• DOCUMENT:
%%
Topological Sort

Topological Sort of a directed graph is a linear ordering of its vertices such that for every directed edge (U, V) from vertex U to vertex v , U comes before V in the ordering.

Given a directed graph, find the topological ordering of its vertices.

Input: Vertices=4, Edges=[3, 2], [3, 0], [2, 0], [2, 1]
Output: Following are the two valid topological sorts 
1) 3, 2, 0, 1
2) 3, 2, 1, 0

The basic idea behind the topological sort is to provide a partial ordering among the vertices of the graph such that if there is an edge from U to V , then U ≤ V. Here are a few fundamental concepts related to topological sort:

• 1 Source: Any node that has no incoming edge and has only outgoing edge is called a source
• 2 Sink: Any node that has only incoming edges and no outgoing edge is called a sink
• 3 We can say that a topological ordering starts with one of the sources and ends at one of the sinks
• 4 A topological ordering is possible only when the graph has no directed cycles. i.e if the graph is a Directed Acyclic Graph. If the graph has a cycle, some vertices will have cyclic dependencies which makes it impossible to find a linear ordering among vertices.

To find the topological sort of a graph we can traverse the graph in a Breadth First Search (BFS) way. We will start with all the sources, and in a stepwise fashion, save all sources to a sorted list. We will then remove all sources and their edges from the graph. After the removal of the edges, we will have new sources, so we will repeat the above process until all vertices are visited.
%%
• EXCERPTED DATA:
%%
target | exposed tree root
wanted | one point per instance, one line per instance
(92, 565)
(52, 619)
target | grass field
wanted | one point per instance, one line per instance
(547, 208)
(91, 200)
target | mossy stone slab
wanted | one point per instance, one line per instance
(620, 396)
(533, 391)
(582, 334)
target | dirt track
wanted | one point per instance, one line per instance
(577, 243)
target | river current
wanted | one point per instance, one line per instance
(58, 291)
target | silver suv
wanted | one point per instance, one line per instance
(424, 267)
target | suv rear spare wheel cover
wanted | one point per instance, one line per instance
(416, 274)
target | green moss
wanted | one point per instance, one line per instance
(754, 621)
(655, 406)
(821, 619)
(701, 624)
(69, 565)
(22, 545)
%%
• REQUIRED TASK 1: Does the topological sort text agree with each statement? (a) A sink is a node that has only incoming edges and no outgoing edge. (b) A topological ordering can be found for a graph that has a directed cycle. (c) The BFS approach starts with all the sinks. Answer yes or no for each and quote the deciding words.
• REQUIRED TASK 2: List every edge given in the example input of the topological sort text.
• REQUIRED TASK 3: Copy the topological sort text from "Topological Sort of a directed" to "of its vertices.".

• EXERCISE RESPONSE 1:
(a) Yes: "Any node that has only incoming edges and no outgoing edge is called a sink"
(b) No: "A topological ordering is possible only when the graph has no directed cycles."
(c) No: "We will start with all the sources"

• EXERCISE RESPONSE 2:
[3, 2]
[3, 0]
[2, 0]
[2, 1]

• EXERCISE RESPONSE 3:
Topological Sort of a directed graph is a linear ordering of its vertices such that for every directed edge (U, V) from vertex U to vertex v , U comes before V in the ordering.

Given a directed graph, find the topological ordering of its vertices.